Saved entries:
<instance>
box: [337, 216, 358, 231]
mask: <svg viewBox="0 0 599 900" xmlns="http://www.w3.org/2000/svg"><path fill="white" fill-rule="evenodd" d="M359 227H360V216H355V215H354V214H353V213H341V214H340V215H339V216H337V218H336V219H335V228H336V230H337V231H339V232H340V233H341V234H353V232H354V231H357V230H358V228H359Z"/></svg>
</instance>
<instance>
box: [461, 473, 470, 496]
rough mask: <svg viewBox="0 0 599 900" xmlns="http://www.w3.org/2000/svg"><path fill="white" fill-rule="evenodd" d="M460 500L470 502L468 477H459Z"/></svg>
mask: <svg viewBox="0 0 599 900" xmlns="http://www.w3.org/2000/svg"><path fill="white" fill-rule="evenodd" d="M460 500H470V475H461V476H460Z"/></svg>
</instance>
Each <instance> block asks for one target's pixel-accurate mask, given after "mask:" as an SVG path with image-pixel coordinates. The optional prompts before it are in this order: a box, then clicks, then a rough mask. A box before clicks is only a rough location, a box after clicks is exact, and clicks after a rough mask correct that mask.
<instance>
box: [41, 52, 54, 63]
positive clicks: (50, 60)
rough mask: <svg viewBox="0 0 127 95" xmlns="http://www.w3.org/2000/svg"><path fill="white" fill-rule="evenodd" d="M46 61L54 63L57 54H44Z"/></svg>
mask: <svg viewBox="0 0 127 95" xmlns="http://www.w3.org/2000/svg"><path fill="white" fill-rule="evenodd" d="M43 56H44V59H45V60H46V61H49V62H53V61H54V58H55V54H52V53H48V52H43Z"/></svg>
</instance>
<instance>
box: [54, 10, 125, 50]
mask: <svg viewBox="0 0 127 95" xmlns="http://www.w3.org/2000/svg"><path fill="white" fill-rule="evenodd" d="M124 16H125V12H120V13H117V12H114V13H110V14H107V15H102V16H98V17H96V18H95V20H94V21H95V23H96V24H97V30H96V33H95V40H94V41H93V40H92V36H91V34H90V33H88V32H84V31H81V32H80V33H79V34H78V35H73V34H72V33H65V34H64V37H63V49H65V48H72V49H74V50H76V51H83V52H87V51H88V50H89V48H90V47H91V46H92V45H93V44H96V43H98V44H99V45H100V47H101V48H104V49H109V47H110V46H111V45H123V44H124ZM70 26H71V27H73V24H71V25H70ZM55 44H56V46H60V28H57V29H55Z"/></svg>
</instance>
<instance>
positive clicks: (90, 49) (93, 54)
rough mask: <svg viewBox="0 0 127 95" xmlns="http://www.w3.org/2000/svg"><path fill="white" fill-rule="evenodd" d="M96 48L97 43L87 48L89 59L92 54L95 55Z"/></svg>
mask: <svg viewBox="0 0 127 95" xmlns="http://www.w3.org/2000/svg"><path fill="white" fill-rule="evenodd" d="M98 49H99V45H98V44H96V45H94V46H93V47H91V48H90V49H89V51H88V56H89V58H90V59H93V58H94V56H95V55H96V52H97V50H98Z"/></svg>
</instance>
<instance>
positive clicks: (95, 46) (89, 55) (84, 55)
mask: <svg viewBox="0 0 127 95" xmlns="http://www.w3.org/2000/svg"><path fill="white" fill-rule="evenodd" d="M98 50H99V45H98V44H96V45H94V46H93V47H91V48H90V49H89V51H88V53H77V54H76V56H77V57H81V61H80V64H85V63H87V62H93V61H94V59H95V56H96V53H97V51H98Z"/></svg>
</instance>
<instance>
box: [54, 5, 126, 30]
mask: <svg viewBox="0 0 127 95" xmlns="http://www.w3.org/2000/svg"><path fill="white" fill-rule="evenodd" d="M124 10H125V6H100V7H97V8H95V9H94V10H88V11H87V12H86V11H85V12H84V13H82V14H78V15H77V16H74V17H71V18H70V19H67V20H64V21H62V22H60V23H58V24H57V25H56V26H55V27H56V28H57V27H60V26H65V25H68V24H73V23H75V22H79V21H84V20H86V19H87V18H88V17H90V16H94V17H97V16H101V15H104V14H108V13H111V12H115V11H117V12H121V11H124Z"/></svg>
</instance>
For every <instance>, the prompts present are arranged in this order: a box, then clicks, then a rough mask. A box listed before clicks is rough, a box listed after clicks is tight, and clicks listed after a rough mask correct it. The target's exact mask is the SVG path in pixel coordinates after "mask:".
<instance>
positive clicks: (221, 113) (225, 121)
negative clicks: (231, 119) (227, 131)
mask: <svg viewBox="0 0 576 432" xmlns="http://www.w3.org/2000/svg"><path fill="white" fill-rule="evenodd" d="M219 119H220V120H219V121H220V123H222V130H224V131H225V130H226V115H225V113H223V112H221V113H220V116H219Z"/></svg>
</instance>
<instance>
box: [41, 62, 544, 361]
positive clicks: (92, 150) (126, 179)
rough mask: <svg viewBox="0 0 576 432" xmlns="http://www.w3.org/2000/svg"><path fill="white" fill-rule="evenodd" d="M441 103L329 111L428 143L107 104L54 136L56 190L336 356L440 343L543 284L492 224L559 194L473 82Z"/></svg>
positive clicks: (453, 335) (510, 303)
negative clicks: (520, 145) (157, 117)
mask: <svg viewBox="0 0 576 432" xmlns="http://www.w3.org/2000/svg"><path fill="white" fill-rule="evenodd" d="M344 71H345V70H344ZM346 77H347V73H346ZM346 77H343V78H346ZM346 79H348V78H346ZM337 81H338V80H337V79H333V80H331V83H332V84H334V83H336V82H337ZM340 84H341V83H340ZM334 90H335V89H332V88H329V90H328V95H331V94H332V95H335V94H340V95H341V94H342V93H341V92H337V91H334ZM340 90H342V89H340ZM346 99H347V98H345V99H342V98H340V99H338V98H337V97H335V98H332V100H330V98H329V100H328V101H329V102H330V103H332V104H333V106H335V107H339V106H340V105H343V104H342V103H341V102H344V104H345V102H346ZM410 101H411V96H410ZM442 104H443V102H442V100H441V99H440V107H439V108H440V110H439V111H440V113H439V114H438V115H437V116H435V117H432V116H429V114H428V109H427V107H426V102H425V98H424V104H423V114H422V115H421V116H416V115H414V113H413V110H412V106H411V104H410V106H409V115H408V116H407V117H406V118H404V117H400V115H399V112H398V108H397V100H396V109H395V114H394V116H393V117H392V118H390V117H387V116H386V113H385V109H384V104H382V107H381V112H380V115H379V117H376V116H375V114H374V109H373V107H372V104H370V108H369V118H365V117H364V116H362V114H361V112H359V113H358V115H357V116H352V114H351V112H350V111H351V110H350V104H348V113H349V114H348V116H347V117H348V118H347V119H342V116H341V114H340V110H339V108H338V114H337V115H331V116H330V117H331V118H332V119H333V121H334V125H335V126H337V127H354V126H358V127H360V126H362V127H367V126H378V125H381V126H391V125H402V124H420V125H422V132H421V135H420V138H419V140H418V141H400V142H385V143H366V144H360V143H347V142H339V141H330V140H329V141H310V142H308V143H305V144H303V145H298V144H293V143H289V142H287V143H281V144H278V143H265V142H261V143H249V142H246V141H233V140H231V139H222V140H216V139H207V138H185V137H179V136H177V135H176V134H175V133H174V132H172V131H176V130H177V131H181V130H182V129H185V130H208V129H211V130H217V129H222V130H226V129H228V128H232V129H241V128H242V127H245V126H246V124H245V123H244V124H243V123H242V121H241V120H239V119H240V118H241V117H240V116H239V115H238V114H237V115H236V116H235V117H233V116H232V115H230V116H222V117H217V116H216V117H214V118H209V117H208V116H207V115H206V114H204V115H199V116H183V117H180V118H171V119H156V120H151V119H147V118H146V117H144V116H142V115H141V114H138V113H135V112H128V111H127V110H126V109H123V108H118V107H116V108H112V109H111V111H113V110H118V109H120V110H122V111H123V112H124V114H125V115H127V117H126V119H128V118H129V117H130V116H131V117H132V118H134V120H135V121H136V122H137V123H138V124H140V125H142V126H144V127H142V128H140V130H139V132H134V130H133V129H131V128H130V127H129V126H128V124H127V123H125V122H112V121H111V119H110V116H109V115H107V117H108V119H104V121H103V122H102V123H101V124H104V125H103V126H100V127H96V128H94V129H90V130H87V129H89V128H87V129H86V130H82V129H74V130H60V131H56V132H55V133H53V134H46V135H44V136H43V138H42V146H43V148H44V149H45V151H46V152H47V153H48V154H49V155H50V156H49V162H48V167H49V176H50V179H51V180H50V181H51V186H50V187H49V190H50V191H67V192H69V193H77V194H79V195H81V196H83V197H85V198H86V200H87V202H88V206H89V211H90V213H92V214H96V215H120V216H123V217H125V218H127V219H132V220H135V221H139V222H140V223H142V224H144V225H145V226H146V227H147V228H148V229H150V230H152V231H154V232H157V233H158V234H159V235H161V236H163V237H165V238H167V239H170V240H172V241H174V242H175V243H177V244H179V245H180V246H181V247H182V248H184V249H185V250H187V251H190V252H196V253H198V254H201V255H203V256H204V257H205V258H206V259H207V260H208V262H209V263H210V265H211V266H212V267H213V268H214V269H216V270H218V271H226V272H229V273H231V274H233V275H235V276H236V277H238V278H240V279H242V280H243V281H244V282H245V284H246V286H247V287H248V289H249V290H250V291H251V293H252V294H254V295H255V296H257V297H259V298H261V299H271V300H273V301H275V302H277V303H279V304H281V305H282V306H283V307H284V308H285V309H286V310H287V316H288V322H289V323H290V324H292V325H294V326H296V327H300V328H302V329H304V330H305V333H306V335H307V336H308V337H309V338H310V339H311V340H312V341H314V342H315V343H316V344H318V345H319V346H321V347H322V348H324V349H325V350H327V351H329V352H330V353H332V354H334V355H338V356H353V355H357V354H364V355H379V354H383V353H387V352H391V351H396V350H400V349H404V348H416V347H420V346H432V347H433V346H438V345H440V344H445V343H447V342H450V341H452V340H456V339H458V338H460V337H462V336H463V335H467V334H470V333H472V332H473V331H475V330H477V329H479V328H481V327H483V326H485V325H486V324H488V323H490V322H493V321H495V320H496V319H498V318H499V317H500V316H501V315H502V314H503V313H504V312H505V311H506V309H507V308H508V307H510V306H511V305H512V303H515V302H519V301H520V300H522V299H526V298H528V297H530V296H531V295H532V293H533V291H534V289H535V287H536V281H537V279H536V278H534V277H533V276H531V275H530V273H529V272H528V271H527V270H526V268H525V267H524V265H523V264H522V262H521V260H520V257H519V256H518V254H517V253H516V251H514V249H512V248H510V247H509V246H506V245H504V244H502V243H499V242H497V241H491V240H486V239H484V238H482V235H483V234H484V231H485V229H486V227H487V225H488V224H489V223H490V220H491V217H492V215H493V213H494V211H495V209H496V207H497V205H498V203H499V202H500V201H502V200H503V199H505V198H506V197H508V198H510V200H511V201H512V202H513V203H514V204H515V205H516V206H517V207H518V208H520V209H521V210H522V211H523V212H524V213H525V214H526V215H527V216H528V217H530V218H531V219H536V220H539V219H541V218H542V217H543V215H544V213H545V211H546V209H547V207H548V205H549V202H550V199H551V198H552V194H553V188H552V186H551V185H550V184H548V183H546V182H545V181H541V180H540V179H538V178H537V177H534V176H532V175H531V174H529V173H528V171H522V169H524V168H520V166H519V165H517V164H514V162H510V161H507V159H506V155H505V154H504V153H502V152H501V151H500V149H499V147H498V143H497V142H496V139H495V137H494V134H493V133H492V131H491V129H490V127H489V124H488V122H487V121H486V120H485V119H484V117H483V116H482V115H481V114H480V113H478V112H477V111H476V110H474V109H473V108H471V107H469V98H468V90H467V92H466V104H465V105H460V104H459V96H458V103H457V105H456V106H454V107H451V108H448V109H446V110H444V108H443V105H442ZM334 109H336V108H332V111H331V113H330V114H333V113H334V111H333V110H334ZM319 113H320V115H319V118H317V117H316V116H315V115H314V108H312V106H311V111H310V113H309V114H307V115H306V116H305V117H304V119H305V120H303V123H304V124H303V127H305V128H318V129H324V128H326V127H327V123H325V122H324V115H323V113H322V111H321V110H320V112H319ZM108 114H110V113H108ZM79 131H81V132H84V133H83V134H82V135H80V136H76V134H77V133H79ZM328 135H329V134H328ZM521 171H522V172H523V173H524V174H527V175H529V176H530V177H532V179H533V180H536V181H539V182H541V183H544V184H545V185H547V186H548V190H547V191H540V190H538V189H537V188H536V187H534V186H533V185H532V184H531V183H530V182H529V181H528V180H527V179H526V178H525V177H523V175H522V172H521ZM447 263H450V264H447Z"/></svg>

» ASSIGNED TASK: Using the data above, reproduce exactly the lines from the line that contains "positive clicks: (92, 150) (126, 179)" through the line that contains "positive clicks: (453, 335) (510, 303)", including both.

» EXERCISE ANSWER:
positive clicks: (92, 150) (126, 179)
rough mask: <svg viewBox="0 0 576 432" xmlns="http://www.w3.org/2000/svg"><path fill="white" fill-rule="evenodd" d="M441 103L329 111L428 143L107 104L54 136L56 190L336 356L440 343L543 284L492 224L559 194L473 82Z"/></svg>
positive clicks: (453, 335) (510, 303)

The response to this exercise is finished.